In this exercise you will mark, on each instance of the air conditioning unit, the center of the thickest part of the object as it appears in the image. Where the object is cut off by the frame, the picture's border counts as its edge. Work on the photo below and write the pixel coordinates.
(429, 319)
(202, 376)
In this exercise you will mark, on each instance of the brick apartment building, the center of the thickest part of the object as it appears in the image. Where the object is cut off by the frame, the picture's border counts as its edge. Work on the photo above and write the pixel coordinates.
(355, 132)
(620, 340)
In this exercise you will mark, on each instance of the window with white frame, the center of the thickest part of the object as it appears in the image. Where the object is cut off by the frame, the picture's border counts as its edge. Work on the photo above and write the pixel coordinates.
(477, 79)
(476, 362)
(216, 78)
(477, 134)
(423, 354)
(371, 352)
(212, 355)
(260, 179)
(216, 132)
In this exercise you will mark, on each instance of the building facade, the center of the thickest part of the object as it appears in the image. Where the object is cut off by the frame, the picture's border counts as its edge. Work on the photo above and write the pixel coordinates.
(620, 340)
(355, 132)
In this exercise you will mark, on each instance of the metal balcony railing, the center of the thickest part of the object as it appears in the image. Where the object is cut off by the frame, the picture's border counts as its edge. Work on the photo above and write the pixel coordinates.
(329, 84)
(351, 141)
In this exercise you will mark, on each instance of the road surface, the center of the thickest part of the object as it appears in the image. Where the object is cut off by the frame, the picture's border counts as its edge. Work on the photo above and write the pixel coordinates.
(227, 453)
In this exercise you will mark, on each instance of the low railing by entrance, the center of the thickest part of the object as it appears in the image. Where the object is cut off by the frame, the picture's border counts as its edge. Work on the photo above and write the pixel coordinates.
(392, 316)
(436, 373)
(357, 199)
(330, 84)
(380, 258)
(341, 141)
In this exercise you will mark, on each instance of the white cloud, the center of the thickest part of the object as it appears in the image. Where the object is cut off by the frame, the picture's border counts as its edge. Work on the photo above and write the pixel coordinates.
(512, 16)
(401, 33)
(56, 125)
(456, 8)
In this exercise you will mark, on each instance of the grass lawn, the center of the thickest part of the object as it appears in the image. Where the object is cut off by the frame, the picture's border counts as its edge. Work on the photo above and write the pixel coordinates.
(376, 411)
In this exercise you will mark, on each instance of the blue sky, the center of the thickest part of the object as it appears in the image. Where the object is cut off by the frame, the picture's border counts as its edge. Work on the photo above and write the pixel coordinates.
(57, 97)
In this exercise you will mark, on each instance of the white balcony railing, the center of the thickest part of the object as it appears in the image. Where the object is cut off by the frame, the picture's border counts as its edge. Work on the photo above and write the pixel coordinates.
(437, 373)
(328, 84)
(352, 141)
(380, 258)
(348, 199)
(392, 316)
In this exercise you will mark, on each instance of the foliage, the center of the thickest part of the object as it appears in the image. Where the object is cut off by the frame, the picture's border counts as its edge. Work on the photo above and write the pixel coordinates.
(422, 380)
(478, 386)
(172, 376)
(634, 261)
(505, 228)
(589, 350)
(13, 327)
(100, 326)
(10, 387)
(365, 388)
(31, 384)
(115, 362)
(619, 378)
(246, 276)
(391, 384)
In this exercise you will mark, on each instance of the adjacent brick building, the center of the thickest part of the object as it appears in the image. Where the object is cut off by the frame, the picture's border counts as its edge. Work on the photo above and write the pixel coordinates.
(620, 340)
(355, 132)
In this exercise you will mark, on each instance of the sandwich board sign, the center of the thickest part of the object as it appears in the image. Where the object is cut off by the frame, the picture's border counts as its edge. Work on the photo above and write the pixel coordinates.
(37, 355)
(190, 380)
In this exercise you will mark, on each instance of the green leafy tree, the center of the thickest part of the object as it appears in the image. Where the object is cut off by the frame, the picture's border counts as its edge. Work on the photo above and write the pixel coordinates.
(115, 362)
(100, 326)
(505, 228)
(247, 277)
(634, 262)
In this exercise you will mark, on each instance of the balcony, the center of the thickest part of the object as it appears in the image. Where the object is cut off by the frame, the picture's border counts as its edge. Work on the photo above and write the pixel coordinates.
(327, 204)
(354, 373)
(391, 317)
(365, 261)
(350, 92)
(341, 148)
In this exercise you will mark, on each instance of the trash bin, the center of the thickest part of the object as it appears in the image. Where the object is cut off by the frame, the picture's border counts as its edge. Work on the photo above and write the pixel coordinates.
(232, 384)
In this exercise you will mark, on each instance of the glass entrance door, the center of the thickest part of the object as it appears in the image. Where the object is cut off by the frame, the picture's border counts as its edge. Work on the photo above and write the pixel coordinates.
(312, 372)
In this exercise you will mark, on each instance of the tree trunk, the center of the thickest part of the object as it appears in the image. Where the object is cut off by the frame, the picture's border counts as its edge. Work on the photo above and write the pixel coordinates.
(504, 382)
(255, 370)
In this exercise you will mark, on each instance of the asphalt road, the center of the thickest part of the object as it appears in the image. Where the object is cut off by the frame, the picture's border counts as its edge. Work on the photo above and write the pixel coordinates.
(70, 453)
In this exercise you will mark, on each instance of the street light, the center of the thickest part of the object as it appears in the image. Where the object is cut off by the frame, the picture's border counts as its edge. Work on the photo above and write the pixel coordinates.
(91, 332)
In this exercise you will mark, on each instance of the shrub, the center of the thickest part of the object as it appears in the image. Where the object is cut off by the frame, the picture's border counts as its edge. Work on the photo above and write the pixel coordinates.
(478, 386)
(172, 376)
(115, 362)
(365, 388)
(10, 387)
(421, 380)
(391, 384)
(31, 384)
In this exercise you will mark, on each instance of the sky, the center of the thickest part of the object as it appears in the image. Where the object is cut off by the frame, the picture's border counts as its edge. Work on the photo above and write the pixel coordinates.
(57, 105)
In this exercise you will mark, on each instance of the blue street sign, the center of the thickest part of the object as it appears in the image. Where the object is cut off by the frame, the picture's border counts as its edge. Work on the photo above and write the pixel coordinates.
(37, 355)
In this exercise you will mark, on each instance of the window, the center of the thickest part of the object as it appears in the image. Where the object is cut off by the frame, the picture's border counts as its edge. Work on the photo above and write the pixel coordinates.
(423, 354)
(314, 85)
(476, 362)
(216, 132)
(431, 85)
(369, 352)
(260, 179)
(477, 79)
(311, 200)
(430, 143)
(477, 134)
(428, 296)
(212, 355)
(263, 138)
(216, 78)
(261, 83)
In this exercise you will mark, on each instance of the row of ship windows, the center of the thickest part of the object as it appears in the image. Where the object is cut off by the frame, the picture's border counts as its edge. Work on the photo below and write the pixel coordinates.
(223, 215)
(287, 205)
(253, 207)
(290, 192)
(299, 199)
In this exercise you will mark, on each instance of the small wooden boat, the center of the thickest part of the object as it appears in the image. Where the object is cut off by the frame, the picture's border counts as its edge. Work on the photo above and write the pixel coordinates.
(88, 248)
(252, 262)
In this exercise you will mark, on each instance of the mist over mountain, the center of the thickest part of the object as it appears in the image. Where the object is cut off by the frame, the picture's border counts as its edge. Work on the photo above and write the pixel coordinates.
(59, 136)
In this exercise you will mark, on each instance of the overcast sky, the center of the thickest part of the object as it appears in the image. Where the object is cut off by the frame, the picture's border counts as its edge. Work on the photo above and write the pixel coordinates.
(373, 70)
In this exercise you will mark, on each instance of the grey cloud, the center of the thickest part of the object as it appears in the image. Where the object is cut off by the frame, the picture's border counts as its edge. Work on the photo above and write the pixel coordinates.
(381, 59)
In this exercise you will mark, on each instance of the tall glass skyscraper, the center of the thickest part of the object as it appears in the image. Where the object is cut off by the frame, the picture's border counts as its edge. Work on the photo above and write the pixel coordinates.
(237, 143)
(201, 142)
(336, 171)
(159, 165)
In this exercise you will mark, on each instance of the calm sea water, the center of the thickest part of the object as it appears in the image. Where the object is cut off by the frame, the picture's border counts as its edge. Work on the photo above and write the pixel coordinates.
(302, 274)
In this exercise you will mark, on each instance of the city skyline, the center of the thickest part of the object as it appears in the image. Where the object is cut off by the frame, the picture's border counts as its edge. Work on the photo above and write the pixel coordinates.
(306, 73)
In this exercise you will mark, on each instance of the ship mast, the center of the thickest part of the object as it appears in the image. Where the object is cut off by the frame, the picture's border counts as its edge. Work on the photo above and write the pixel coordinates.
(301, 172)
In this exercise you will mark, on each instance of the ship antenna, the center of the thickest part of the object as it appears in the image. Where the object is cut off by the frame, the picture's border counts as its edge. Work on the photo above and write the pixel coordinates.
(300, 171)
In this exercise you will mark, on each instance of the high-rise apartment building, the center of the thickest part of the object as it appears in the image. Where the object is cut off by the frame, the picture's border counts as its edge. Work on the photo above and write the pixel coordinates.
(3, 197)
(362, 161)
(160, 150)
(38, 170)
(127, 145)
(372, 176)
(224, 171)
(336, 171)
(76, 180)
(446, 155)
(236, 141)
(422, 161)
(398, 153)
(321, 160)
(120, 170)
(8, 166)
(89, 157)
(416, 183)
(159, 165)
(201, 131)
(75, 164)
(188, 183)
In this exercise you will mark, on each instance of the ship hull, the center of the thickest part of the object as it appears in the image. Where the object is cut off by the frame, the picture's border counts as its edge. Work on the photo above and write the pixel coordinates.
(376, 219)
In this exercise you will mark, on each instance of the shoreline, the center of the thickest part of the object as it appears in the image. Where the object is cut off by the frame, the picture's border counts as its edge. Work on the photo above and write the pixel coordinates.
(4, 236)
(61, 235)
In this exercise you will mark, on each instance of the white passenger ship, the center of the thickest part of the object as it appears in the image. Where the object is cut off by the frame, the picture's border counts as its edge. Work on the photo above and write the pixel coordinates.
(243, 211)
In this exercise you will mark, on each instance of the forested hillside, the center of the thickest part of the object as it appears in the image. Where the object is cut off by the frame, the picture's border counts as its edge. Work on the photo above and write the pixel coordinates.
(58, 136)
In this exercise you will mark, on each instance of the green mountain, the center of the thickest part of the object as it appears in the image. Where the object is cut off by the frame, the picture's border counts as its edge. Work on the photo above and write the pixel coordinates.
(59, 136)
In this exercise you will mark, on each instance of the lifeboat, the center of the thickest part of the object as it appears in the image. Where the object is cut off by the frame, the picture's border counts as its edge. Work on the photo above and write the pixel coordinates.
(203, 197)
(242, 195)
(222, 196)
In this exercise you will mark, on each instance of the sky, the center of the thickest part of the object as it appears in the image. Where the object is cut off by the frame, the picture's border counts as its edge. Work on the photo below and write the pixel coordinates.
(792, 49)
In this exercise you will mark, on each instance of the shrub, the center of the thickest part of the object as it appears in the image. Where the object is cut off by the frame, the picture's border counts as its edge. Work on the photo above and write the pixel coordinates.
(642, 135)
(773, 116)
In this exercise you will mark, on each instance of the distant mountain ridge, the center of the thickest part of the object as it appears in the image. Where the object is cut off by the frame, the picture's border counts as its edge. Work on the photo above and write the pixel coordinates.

--------

Nothing but the lines from the one with "green mountain, the" through the final line of the data above should be output, exactly as written.

* Result for this exercise:
In this exercise you will mark, on each instance of the green mountain, the center of the thickest part of the object as it appears in the image. Where the object is cut off by the frame, the picture's border counts as its edge. Work on the photo above and write the pixel coordinates.
(59, 136)
In this exercise you will mark, on each instance of the lifeboat, the center of the thickest part of the object as it appears in the image. Where the object is cut off by the frame, the picture's border counts as its edge. Work on the photo above and write the pixel coordinates.
(203, 197)
(242, 195)
(222, 196)
In this exercise you will mark, on each instance of the sky, the center of the thickest part of the object as it appears in the image. Where the object is cut off by the frame, the picture's border counts as its edge. Work on the photo below and write the pixel coordinates.
(792, 49)
In this exercise you will mark, on each instance of the shrub, the center of the thickest part of the object as it appears in the image. Where the object is cut off by the frame, the picture's border counts as its edge. Work on the photo above and write the pixel coordinates.
(642, 135)
(773, 116)
In this exercise you will mark, on each instance of the distant mountain ridge, the center of the thickest part of the object as it appears in the image. Where the object is cut off by the frame, the picture's border counts as its edge. Work on the photo above and write the pixel coordinates.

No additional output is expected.